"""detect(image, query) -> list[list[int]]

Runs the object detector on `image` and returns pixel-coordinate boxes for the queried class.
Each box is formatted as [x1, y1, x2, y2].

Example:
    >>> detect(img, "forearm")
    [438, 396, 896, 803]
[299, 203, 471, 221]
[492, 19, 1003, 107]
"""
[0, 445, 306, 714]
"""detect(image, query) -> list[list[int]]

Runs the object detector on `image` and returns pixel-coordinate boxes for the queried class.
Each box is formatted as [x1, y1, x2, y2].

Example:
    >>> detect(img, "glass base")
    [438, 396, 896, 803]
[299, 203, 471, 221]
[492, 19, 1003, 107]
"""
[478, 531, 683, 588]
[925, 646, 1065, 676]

ABOUT THIS TASK:
Word for word, print the listing above once more.

RESULT OF THIS EXERCISE:
"""detect(image, query) -> list[list[int]]

Runs the object detector on `image` and returns pixel-coordinate boxes for the queried class.
Each box is formatted as [x1, y1, x2, y2].

Example:
    >>> detect(img, "forearm")
    [438, 396, 896, 803]
[299, 203, 471, 221]
[492, 19, 1003, 107]
"""
[0, 445, 306, 714]
"""detect(image, query) -> list[list[int]]

Runs the object detector on `image` and returns pixel-coordinate boxes for the queried class.
Each box is formatted as [x1, y1, x2, y2].

Example:
    >>> detect(img, "glass base")
    [438, 396, 896, 803]
[299, 203, 471, 221]
[492, 19, 1003, 107]
"""
[478, 531, 683, 588]
[925, 646, 1065, 676]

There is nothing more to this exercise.